Direction A:
Set down the Shadowfax Technologies IPO report below word for word.

Text segment:
::::::::::
Shadowfax Technologies IPO Day 2 LIVE: The initial public offering (IPO) of logistics services provider Shadowfax Technologies entered its second day of bidding on Wednesday, January 21. The offer received a healthy response from investors, having been subscribed 47% at the end of the first day.
Ahead of the IPO opening, Shadowfax also raised ₹856 crore from anchor investors on Monday.
The ₹1,907-crore public issue is available for subscription till January 22. Shadowfax Technologies' IPO price band has been fixed at ₹118–124 per share, valuing the company at over ₹7,100 crore at the upper end of the band.
The issue comprises a fresh equity issuance of ₹1,000 crore and an offer for sale (OFS) of ₹907.27 crore by existing shareholders.
As part of the OFS, several early and institutional investors—including Flipkart Internet, Eight Roads Investments Mauritius II Ltd, NewQuest Asia Fund IV (Singapore) Pte Ltd, Nokia Growth Partners IV LP, International Finance Corporation, Mirae Asset, Qualcomm Asia Pacific Pte Ltd, and Snapdeal founders Kunal Bahl and Rohit Kumar Bansal—will divest a portion of their holdings.
::::::::::
(Collected data)
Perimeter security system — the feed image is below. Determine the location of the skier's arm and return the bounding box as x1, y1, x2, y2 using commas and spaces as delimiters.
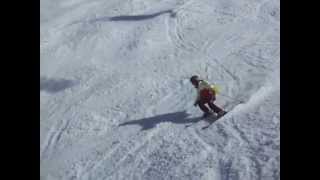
193, 92, 200, 106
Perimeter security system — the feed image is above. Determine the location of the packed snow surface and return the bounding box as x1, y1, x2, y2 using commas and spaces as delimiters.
40, 0, 280, 180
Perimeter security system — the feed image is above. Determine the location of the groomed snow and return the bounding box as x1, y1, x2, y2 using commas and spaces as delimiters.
40, 0, 280, 180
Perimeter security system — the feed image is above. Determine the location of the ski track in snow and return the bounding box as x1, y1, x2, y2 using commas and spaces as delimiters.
40, 0, 280, 180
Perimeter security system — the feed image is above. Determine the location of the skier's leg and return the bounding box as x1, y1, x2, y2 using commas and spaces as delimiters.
208, 102, 222, 113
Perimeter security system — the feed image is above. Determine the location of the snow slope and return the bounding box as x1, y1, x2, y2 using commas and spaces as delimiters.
40, 0, 280, 180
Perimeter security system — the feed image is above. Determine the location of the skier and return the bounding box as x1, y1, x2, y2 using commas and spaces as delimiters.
190, 75, 227, 118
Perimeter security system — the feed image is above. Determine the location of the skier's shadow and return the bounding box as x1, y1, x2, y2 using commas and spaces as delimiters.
40, 77, 76, 93
119, 111, 201, 131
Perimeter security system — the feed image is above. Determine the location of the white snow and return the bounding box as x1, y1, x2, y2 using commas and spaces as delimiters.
40, 0, 280, 180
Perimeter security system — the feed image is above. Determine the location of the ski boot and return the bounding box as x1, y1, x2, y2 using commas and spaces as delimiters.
217, 110, 227, 118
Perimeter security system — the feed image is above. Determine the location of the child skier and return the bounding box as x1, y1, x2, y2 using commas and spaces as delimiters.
190, 75, 227, 118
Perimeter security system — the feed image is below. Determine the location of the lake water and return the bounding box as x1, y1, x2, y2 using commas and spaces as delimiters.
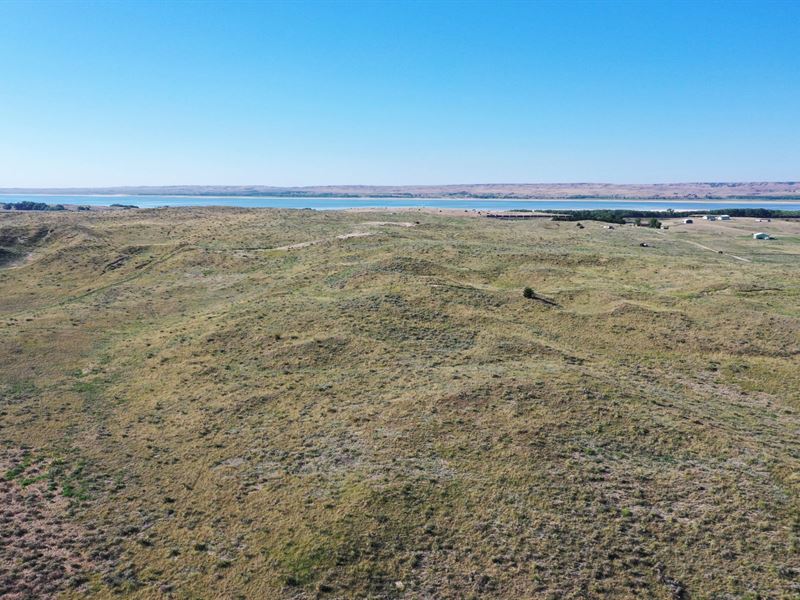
0, 194, 800, 211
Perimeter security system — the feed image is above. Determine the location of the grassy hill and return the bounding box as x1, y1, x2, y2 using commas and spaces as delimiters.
0, 209, 800, 599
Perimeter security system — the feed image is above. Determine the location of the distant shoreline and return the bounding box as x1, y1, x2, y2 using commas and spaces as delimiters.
0, 192, 800, 208
0, 181, 800, 203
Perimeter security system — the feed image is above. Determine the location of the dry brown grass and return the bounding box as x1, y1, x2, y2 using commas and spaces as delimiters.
0, 209, 800, 598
::::::::::
Direction B:
List each line of the entries above that contains the word "snow", copying every such line in full.

Solution A:
Shadowfax Technologies IPO Day 2 LIVE: The initial public offering (IPO) of logistics services provider Shadowfax Technologies entered its second day of bidding on Wednesday, January 21. The offer received a healthy response from investors, having been subscribed 47% at the end of the first day.
Ahead of the IPO opening, Shadowfax also raised ₹856 crore from anchor investors on Monday.
The ₹1,907-crore public issue is available for subscription till January 22. Shadowfax Technologies' IPO price band has been fixed at ₹118–124 per share, valuing the company at over ₹7,100 crore at the upper end of the band.
The issue comprises a fresh equity issuance of ₹1,000 crore and an offer for sale (OFS) of ₹907.27 crore by existing shareholders.
As part of the OFS, several early and institutional investors—including Flipkart Internet, Eight Roads Investments Mauritius II Ltd, NewQuest Asia Fund IV (Singapore) Pte Ltd, Nokia Growth Partners IV LP, International Finance Corporation, Mirae Asset, Qualcomm Asia Pacific Pte Ltd, and Snapdeal founders Kunal Bahl and Rohit Kumar Bansal—will divest a portion of their holdings.

Solution B:
Perimeter security system — the feed image is above. Determine the location of the packed snow surface and return the bounding box as x1, y1, x2, y2 using commas and spaces as delimiters.
Perimeter security system — the feed image is above. Determine the location of the groomed snow and return the bounding box as x1, y1, x2, y2 using commas and spaces as delimiters.
Perimeter security system — the feed image is above. Determine the location of the ski track in snow and return the bounding box as x1, y1, x2, y2 using commas and spaces as delimiters.
Perimeter security system — the feed image is above. Determine the location of the snow slope and return the bounding box as x1, y1, x2, y2 using commas and spaces as delimiters.
Perimeter security system — the feed image is above. Determine the location of the white snow and return the bounding box as x1, y1, x2, y2 using commas and spaces as delimiters.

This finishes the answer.